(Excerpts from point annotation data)
══════════════════════════════

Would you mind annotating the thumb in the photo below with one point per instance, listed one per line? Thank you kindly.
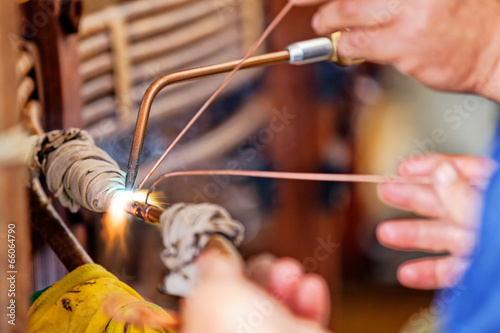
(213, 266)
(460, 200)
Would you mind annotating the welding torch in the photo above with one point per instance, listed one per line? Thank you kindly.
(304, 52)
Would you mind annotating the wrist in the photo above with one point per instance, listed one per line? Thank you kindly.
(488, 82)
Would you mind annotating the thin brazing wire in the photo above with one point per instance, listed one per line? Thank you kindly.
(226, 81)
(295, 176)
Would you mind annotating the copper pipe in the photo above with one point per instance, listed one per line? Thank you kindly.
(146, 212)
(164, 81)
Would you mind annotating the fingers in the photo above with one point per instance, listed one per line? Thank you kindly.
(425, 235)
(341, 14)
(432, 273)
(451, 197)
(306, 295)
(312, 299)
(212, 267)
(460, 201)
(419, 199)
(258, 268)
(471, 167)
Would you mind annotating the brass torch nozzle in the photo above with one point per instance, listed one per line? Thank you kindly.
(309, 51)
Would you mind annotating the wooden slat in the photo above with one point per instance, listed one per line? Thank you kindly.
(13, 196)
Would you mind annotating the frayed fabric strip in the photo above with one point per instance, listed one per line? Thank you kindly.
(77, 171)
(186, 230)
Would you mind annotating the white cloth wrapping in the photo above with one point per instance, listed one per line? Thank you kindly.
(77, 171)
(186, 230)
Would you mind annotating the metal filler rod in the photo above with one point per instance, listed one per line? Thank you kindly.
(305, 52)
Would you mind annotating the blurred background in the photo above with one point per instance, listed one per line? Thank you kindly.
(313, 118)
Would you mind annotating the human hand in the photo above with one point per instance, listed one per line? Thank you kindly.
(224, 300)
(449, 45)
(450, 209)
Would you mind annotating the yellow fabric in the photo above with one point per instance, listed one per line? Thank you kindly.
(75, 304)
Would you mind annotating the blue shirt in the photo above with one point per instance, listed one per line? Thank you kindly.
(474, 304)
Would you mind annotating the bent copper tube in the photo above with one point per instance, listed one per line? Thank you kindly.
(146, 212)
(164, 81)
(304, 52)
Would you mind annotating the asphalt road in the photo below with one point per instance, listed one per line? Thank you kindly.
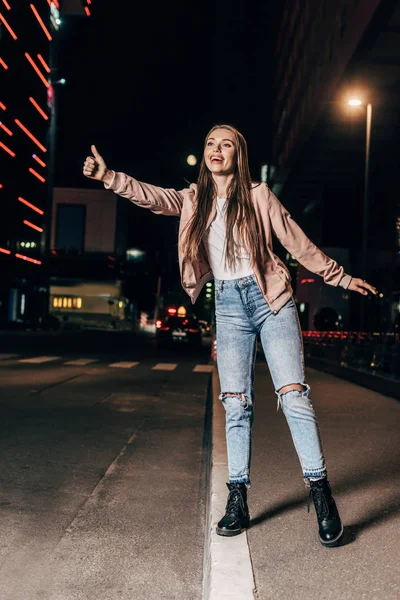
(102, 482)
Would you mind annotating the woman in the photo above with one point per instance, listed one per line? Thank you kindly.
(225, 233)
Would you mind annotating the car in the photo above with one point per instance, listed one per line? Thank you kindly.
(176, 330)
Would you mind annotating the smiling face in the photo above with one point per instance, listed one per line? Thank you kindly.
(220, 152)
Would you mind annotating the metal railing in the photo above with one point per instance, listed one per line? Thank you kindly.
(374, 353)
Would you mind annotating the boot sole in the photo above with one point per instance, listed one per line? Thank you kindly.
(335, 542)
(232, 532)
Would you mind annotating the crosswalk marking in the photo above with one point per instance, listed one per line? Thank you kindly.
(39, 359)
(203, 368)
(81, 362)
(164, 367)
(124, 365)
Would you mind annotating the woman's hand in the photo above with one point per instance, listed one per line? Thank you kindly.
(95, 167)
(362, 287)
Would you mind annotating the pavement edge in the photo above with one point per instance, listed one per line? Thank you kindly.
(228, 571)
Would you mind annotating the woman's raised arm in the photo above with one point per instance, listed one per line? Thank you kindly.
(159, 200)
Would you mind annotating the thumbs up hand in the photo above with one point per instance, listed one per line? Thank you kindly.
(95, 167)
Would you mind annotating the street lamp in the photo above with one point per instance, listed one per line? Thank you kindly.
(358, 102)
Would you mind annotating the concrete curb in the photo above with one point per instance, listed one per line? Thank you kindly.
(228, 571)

══════════════════════════════

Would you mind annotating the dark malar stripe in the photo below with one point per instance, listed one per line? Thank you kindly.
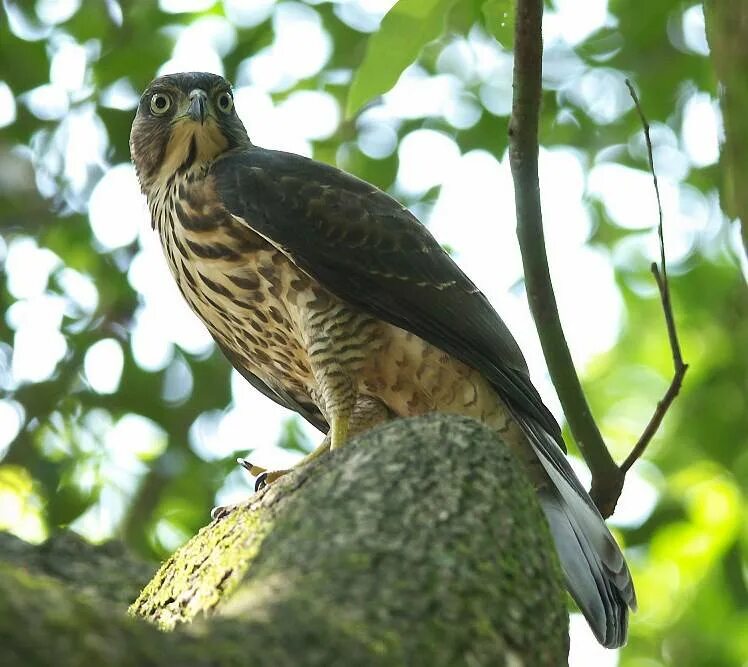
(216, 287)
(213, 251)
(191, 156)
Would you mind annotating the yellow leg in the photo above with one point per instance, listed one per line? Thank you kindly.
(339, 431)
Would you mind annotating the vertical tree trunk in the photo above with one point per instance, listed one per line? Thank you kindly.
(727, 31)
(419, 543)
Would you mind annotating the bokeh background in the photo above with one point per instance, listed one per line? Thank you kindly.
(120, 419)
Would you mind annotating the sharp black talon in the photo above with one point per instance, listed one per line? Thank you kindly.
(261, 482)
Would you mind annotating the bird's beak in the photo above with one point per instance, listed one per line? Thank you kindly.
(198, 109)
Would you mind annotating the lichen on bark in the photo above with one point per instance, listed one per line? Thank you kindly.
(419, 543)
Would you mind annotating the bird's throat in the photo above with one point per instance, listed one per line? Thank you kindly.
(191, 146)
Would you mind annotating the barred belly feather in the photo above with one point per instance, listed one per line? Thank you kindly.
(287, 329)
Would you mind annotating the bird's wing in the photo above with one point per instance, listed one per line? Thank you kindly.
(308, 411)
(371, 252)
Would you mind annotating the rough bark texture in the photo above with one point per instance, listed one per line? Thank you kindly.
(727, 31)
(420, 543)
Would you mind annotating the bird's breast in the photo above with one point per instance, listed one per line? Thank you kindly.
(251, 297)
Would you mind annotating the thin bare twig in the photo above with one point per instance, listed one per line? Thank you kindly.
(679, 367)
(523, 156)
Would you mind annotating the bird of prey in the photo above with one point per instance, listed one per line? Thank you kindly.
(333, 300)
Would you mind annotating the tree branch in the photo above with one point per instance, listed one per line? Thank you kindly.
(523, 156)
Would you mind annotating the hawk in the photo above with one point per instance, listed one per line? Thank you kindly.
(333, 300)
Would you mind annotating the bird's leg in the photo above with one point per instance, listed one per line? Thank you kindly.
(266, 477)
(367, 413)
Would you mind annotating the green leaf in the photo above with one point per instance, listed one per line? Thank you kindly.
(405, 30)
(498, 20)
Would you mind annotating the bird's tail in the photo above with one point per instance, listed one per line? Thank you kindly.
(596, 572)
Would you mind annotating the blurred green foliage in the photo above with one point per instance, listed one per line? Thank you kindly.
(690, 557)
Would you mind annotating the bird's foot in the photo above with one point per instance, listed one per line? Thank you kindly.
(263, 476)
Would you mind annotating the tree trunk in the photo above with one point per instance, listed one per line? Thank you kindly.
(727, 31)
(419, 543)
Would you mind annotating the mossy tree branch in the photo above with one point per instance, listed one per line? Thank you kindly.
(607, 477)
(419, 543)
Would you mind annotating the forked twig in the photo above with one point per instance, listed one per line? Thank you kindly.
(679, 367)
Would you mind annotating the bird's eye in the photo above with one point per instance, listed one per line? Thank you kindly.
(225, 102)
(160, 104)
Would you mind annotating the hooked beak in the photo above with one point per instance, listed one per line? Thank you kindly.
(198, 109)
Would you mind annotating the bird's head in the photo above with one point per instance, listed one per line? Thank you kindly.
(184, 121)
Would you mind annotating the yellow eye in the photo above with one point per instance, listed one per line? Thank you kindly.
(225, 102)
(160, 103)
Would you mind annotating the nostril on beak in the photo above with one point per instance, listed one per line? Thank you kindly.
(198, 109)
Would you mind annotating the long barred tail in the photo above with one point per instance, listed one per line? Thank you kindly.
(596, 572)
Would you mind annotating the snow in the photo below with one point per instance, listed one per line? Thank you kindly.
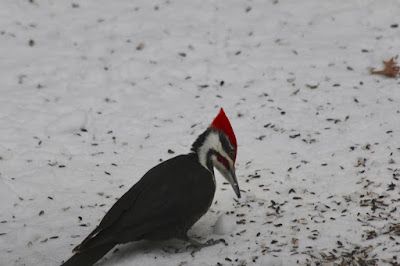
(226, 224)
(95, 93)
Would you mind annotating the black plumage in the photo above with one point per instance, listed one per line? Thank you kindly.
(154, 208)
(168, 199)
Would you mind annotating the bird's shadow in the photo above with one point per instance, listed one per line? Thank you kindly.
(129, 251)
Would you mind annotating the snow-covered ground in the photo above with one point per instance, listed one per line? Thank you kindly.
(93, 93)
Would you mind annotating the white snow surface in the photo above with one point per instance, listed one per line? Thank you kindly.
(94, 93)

══════════════════════════════

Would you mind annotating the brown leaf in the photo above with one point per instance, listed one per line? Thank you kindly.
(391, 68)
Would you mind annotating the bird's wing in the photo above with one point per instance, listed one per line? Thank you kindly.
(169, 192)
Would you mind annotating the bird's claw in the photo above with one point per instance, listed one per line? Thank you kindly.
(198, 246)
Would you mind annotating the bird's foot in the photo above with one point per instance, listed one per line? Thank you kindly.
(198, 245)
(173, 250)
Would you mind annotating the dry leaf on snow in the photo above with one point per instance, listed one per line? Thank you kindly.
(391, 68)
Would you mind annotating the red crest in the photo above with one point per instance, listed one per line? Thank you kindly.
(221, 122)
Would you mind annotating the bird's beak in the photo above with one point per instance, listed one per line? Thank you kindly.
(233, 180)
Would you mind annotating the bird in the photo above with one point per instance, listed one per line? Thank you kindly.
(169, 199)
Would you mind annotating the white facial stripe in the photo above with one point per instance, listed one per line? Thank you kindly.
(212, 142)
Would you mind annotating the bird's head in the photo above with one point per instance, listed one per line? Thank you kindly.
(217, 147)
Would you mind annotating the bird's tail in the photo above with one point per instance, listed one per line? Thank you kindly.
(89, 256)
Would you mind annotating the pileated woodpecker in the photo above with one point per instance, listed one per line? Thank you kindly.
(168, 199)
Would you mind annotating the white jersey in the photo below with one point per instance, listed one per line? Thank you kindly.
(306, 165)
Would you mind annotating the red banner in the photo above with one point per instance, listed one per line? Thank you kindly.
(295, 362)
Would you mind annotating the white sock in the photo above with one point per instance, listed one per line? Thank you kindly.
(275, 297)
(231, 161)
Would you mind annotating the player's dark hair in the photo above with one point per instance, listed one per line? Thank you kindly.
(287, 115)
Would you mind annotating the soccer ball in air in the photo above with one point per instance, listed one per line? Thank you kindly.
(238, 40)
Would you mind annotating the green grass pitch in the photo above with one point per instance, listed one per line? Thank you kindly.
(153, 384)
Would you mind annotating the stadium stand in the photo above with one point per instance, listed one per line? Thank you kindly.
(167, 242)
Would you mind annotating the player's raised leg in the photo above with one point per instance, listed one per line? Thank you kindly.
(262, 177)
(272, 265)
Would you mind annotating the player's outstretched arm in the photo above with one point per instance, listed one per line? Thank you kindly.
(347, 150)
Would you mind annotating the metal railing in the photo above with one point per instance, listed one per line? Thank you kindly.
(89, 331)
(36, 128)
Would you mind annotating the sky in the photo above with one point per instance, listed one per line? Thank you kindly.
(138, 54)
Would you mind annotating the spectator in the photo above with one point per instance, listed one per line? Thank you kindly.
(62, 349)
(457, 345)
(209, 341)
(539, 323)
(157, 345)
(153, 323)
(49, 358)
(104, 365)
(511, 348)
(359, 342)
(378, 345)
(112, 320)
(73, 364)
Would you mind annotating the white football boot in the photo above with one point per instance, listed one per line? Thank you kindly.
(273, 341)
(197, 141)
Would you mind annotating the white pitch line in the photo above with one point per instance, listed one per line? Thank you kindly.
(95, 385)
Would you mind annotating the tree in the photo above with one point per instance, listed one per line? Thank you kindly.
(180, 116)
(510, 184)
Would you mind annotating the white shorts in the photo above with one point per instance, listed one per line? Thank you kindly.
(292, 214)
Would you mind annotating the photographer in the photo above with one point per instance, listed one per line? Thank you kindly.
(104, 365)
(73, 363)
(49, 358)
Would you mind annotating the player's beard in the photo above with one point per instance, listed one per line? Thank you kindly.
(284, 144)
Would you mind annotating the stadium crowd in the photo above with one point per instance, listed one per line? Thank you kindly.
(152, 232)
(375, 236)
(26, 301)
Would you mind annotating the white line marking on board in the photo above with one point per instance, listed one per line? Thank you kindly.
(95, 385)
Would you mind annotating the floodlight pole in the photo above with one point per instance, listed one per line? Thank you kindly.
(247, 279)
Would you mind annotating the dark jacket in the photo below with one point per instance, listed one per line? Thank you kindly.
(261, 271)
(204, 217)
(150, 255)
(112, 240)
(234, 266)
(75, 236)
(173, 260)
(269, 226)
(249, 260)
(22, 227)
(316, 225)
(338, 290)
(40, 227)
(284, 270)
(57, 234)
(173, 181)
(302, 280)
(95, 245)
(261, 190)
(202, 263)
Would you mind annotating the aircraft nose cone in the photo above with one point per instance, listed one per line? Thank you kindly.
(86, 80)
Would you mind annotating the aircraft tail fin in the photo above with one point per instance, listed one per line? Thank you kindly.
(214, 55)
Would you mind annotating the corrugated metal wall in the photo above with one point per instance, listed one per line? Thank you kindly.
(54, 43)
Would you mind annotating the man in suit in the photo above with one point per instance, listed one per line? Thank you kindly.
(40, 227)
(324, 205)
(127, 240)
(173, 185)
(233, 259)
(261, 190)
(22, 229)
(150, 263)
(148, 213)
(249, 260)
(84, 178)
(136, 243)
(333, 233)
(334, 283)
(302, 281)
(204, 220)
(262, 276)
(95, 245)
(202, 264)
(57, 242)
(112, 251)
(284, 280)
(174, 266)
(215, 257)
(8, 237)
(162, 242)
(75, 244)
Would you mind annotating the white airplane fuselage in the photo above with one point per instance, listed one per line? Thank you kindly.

══════════════════════════════

[INSTRUCTIONS FOR THE TASK]: Pick out every line in the listing above that contains the string "player", and copy each one.

[OUTPUT OF THE EXERCISE]:
Would you mind annotating the player's dark hair in the photo above with one point per instance, listed one per line? Thank you kindly.
Would you mind annotating the player's raised leg in the photo above with one point per instance, listed one per line? Thank you kindly.
Would you mind annotating the player's outstretched arm in the photo above with one point per instance, listed one per line? Thank you kindly.
Would you mind annotating the player's beard in the photo above with one point per instance, listed one per line? Thank you kindly.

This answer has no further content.